> [EXTRACT PROVIDED]:
The purpose of this study is to examine the various potential ways that individuals were impacted through the lived experiences (Erlebnis), experiences (Erfahrung), and lifeworlds (Lebenswelt) in their community by reexamining Korean modern poetics fr...
The purpose of this study is to examine the various potential ways that individuals were impacted through the lived experiences (Erlebnis), experiences (Erfahrung), and lifeworlds (Lebenswelt) in their community by reexamining Korean modern poetics from the liberation period to the 1960s. And this paper examines the process of integrating these aspects into 1960s civil society and re-establishing subjects of Korean nationality and citizenship through two subtractive processes. Modern Korean poetics of this period are not simply limited to a literary context, due to the turbulent historical situation, e.g., liberation, the Korean War, and 4·19, 5·16. However, they can be said to be a form of “precipitated content” that reflects the aesthetic politics and ethics pursued by the poetic subjects of the time. Therefore, analyzing the poetics of this period reveals the potential attitudes of individuals who were suppressed during this time regarding the process of establishing the subject of Korean national identity. To achieve this objective, this paper categorizes the period of liberation as defined by lived experiences, the 1950s (post-war) as characterized by the predominance of experiences, and the 1960s as a paradoxical lifeworld where lived experiences and experiences were combined.

> [RECORDS SHOWN]:
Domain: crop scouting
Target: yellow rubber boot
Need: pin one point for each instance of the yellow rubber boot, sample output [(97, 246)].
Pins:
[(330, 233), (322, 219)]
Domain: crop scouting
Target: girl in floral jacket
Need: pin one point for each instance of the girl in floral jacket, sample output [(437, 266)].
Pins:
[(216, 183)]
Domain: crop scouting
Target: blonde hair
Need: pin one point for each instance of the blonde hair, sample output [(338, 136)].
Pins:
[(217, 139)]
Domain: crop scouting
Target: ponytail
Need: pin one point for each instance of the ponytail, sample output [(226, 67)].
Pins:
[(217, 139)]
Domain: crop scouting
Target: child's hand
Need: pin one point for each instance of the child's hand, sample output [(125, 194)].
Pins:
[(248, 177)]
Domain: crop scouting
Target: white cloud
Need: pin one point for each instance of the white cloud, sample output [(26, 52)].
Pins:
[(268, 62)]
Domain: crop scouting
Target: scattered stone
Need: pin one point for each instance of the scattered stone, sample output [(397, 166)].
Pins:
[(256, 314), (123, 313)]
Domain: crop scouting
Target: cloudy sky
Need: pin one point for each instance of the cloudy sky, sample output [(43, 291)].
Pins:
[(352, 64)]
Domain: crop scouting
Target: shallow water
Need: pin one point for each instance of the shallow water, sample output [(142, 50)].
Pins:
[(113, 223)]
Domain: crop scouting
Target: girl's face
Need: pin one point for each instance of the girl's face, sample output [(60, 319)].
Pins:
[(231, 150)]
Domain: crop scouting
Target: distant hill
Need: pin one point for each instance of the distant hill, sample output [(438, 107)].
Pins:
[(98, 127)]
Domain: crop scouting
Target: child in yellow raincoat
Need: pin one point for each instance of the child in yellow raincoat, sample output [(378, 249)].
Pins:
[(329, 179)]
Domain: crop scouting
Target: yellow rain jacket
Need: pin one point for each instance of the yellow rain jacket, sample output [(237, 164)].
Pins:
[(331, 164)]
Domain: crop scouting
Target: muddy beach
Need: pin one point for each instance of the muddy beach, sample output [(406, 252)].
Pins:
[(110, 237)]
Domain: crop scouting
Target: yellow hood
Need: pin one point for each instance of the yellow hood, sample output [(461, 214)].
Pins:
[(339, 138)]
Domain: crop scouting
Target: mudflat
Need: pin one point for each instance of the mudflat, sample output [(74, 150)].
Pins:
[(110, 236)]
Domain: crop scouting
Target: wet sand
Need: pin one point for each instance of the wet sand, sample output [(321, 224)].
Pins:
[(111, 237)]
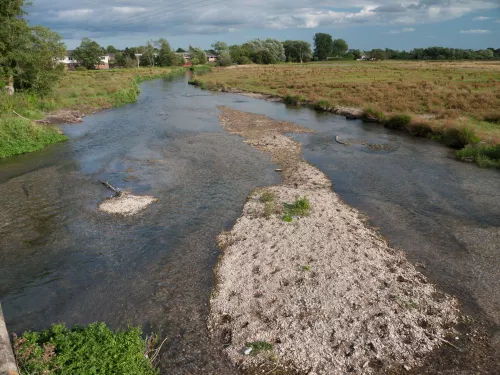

> [DO THIS]: Pick up the abstract on Korean modern poetics after its final sentence and extend it with a few more sentences in the same scholarly register.

> [FINAL RESULT]:
Initially, during the liberation period, the subject of nationalism escaped oppression of Japanese Empire and acquired the sovereignty of Korean citizens. It then began to actively incorporate other aspects represented by Western Civilization in order to be included and accepted into the modern order. Therefore, lived experiences are deeply related to the independent actions of their subjects that occur when they try to overcome the reality of underdeveloped Korea and establish a new life. In the poetics of the period after liberation, there is a concern about how to appropriate the new lived experiences of “citizens” in the context of nationalism. During this time, both Im Hwa and Cho Ji-hoon attempted to give voice to democracy through the subject of national identity, but their approaches differed somewhat. Im Hwa dreamed of a national community based on the mediation and collaboration of the people, and Cho Ji-hoon insisted on the community to share the community of national life based on the unrestricted lived experiences of foreign culture. Kim Ki-rim embodies the subject of nationalism through “Arrangement of Modernity,” through which modernity is transformed not into ideas but into the individual lived experiences of Koreans, as it moves forward toward a unified national existence.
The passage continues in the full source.